■ **Testo della pagina**:

Riabitare le aree interne è necessario, ma bisogna farlo in maniera consapevole
Una riflessione di Paolo Piacentini – scrittore, camminatore e presidente onorario di FederTrek – su come riabitare le aree interne partendo dalla cura ed evitando i rischi di speculazione.
Durante l’ultimo viaggio a piedi insieme al gruppo che mi segue con affetto per far crescere il Cammino per un Nuovo Umanesimo, siamo rimasti colpiti dall’aumento dei terreni incolti e dai cartelli vendesi e affittasi disseminati nei centri storici attraversati. Siamo nelle aree interne tra Umbria e Toscana, in un angolo della Penisola noto per la bellezza dei paesaggi agrari che circondano paesi di straordinario valore architettonico e monumentale.
Uno spazio geografico da sempre celebrato e idealizzato per una qualità della vita che negli ultimi anni, proprio a causa di un abbandono lento ma continuo, sta perdendo la popolazione più attiva e i servizi essenziali. I dati ISTAT sull’abbandono degli immobili nelle cosiddette aree interne sono davvero preoccupanti e la stessa cosa vale per i terreni. Un patrimonio immenso che non può più essere ostaggio dell’inerzia che la politica ha dimostrato fino ad oggi, non tanto nelle parole o nei proclami ma nei fatti e quindi nelle misure strutturali.

■ **Voci del dataset**:

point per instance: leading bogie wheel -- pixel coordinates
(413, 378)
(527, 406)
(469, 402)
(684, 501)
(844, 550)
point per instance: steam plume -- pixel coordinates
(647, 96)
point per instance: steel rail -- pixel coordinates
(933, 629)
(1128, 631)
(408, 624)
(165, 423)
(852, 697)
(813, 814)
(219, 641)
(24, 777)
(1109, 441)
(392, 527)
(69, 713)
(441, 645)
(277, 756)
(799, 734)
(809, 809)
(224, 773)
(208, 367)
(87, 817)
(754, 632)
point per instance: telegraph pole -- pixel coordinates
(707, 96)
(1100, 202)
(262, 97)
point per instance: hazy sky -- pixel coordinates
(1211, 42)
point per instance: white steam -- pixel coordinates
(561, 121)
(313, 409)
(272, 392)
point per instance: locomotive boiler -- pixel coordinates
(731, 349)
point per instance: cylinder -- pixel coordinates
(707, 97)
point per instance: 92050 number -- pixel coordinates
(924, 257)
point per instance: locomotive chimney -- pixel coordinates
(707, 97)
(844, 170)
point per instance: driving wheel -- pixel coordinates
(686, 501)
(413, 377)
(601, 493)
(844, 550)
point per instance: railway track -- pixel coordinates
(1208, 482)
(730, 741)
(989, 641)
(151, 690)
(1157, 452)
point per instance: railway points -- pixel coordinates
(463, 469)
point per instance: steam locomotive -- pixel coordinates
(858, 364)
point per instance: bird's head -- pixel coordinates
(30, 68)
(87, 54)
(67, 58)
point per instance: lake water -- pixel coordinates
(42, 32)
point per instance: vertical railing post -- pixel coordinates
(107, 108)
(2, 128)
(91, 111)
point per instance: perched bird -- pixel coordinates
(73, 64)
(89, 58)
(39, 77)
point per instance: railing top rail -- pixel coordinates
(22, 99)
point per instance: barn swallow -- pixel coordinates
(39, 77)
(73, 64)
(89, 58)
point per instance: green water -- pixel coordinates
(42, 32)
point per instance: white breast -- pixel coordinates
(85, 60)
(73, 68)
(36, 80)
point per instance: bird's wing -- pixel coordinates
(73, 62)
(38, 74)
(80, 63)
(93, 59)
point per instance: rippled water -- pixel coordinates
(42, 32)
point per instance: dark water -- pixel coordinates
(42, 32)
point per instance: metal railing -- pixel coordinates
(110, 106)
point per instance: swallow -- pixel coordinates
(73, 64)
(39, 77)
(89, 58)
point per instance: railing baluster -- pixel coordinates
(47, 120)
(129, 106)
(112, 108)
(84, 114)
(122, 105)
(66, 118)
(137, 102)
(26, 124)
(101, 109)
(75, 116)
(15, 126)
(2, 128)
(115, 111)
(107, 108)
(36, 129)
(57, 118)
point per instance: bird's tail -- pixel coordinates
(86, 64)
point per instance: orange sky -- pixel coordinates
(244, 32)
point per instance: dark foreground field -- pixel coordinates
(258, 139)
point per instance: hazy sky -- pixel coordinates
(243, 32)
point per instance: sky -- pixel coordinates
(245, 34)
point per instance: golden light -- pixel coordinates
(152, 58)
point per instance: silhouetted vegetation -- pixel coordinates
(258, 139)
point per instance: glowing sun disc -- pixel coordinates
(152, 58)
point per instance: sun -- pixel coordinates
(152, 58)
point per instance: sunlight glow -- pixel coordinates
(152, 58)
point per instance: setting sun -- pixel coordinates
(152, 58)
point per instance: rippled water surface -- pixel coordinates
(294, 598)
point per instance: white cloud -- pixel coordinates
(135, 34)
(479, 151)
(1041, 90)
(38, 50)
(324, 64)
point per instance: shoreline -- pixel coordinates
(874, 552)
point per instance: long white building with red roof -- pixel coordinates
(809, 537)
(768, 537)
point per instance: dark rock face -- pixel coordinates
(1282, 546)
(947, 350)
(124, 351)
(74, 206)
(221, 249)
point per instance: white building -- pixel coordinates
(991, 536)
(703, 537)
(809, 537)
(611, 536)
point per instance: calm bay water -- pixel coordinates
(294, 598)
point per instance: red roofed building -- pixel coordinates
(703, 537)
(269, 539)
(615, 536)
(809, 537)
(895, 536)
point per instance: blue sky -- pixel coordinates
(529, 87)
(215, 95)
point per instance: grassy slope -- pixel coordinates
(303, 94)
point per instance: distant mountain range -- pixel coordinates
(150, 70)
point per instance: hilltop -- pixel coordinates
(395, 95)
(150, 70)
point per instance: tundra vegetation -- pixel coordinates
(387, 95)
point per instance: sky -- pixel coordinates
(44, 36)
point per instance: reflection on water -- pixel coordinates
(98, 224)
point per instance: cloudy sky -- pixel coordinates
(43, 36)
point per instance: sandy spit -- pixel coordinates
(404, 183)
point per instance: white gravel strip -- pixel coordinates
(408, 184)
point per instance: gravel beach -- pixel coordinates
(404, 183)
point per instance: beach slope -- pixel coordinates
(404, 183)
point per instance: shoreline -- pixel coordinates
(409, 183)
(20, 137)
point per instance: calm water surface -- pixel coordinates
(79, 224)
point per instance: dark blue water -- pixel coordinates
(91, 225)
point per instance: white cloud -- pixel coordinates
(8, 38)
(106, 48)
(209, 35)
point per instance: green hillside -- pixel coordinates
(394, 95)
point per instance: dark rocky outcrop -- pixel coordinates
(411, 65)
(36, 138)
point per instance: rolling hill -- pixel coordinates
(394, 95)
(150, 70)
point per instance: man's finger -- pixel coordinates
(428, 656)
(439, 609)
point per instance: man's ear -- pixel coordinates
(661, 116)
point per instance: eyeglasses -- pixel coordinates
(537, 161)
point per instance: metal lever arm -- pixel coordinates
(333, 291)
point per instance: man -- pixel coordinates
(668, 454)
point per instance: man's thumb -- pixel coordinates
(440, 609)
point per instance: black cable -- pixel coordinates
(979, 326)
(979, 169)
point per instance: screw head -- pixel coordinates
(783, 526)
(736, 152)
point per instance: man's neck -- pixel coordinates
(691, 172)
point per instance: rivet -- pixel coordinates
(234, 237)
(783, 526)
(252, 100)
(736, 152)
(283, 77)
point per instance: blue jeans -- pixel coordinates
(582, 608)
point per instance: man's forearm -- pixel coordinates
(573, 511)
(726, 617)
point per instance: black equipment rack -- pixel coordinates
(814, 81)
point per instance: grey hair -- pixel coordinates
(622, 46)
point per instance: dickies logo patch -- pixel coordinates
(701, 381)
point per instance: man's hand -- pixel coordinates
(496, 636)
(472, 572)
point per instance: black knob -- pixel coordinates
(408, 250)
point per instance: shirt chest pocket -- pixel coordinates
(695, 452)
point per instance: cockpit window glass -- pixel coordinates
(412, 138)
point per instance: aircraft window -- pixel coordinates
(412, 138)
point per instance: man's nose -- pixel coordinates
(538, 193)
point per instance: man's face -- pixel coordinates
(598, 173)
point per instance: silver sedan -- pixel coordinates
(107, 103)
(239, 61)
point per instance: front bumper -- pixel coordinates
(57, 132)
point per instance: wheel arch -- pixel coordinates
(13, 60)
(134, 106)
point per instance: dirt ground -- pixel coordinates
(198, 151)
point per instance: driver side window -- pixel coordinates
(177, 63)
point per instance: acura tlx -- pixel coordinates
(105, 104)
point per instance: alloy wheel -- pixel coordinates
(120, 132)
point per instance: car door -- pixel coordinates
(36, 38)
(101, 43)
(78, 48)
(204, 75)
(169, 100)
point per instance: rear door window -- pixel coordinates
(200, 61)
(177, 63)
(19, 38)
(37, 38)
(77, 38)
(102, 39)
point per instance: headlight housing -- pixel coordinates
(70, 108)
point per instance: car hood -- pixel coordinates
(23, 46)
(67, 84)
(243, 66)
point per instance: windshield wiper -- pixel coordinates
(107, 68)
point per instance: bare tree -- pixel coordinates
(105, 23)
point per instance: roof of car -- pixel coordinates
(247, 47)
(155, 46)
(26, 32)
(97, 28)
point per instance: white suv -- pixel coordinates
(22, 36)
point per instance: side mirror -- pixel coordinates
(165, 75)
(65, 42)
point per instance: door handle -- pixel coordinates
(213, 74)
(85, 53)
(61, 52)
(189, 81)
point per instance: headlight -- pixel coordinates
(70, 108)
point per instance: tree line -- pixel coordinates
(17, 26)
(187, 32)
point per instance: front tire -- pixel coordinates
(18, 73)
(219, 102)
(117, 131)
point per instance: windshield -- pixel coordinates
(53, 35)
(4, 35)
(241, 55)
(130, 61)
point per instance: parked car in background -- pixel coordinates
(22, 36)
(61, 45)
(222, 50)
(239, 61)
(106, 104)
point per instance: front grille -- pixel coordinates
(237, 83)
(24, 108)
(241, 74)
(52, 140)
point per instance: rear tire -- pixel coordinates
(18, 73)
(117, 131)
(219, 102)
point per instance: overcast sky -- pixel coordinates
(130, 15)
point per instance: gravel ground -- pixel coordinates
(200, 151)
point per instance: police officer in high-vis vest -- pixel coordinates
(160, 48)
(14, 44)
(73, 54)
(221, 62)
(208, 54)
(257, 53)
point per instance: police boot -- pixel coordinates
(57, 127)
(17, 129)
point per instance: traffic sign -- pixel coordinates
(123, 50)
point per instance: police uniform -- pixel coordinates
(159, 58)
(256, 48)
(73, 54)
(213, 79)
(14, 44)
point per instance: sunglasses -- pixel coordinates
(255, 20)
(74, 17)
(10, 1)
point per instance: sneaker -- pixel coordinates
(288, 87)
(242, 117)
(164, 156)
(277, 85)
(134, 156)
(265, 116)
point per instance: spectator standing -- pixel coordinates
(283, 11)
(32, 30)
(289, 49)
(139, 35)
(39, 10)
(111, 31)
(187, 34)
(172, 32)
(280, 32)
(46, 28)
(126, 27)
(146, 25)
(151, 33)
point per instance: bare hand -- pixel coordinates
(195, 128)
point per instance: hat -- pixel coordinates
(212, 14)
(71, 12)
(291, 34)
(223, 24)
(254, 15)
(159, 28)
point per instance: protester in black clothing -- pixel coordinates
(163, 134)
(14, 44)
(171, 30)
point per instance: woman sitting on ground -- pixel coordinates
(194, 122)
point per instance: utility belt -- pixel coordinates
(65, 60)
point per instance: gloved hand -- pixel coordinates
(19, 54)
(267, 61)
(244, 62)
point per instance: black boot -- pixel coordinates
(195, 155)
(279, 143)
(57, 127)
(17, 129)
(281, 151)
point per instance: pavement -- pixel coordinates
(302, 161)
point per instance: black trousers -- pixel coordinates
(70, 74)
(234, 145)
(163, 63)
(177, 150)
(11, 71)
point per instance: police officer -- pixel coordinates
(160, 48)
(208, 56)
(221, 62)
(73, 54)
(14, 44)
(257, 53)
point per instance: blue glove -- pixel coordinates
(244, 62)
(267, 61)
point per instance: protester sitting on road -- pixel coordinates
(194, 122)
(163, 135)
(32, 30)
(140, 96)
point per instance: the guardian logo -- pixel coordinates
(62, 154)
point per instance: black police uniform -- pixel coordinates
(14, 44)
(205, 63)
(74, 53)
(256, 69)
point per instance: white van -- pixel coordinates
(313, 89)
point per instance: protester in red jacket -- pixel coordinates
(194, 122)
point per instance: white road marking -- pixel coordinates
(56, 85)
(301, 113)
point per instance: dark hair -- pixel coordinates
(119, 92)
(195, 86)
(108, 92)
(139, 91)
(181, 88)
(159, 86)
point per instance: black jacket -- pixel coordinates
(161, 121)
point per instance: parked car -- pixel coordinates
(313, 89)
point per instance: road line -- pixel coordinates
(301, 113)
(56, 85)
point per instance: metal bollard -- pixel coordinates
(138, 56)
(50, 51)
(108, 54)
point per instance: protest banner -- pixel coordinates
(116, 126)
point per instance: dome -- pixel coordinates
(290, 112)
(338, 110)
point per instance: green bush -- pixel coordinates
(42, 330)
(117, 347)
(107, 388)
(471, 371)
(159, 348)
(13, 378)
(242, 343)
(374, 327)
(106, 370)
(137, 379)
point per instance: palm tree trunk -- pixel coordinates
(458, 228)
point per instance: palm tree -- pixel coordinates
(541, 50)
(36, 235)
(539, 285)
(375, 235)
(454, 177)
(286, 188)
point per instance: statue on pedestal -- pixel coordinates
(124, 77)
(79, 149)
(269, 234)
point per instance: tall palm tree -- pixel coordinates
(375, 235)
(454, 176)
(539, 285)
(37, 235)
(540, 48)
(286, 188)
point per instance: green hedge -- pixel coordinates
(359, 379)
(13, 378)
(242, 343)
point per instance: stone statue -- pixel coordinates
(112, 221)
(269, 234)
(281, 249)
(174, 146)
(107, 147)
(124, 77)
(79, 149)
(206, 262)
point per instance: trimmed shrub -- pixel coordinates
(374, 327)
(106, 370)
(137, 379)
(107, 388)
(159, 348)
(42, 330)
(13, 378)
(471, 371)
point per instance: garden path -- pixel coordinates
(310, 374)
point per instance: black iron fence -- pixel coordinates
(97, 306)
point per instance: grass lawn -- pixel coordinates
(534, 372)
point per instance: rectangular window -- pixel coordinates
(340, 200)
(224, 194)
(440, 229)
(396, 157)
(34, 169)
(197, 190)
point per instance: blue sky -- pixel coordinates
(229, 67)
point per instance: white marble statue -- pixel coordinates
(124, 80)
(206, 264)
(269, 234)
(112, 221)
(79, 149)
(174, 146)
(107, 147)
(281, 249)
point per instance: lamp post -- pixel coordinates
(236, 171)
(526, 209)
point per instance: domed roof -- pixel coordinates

■ **Esercizio 1**: Converti in una lista JSON di stringhe le righe delle voci, dalla riga che contiene "point per instance: trimmed" fino alla fine delle voci, estremi inclusi. Ogni riga deve diventare una stringa e le righe vuote vanno escluse.
■ **Esercizio 2**: Prosegui il testo sul riabitare le aree interne dal punto in cui termina.

■ **Svolgimento 1**:
[
  "point per instance: trimmed shrub -- pixel coordinates",
  "(374, 327)",
  "(106, 370)",
  "(137, 379)",
  "(107, 388)",
  "(159, 348)",
  "(42, 330)",
  "(13, 378)",
  "(471, 371)",
  "point per instance: garden path -- pixel coordinates",
  "(310, 374)",
  "point per instance: black iron fence -- pixel coordinates",
  "(97, 306)",
  "point per instance: grass lawn -- pixel coordinates",
  "(534, 372)",
  "point per instance: rectangular window -- pixel coordinates",
  "(340, 200)",
  "(224, 194)",
  "(440, 229)",
  "(396, 157)",
  "(34, 169)",
  "(197, 190)",
  "point per instance: blue sky -- pixel coordinates",
  "(229, 67)",
  "point per instance: white marble statue -- pixel coordinates",
  "(124, 80)",
  "(206, 264)",
  "(269, 234)",
  "(112, 221)",
  "(79, 149)",
  "(174, 146)",
  "(107, 147)",
  "(281, 249)",
  "point per instance: lamp post -- pixel coordinates",
  "(236, 171)",
  "(526, 209)",
  "point per instance: domed roof -- pixel coordinates"
]

■ **Svolgimento 2**:
Nel mio girovagare fra le aree interne appenniniche per presentazioni e incontri di comitati, qualche giorno fa sono stato ospite di una delle tappe di IT.ACA’ – il festival itinerante del turismo responsabile – a Cantiano, uno dei paesi alle pendici nord-occidentali del Monte Catria. Un sindaco illuminato, un birrificio rurale che ha vinto la scommessa del fare impresa nelle cosiddette aree interne e una tradizione di allevamento equino fortemente radicato nel territorio, stanno facendo arrivare nuovi giovani abitanti.
Un ruolo interessante lo stanno recitando anche le guide escursionistiche professionali che accompagnano i camminatori a una conoscenza consapevole del territorio, come ha fatto l’ottima Martina Magini, dell’associazione il Ponticello, in occasione del week end di festa a Cantiano. Non si tratta di un fatto quantitativo, anche fossero pochissime persone che si contano sulle dita di una mano, comunque è il segno di un’inversione di tendenza, nonostante la recente pesante alluvione.
Sono tante le luci che, a macchia di Leopardo, accendono la speranza di una rinascita abitativa delle aree interne che io amo definire di cura del territorio. Purtroppo questo processo di ritorno attivo ad oggi non scalfisce il deserto dell’abbandono. La logica però non può essere quella di accompagnare il declino, come riportato recentemente nei documenti governativi e anzi bisogna opporsi in tutti i modi a questa logica suicida.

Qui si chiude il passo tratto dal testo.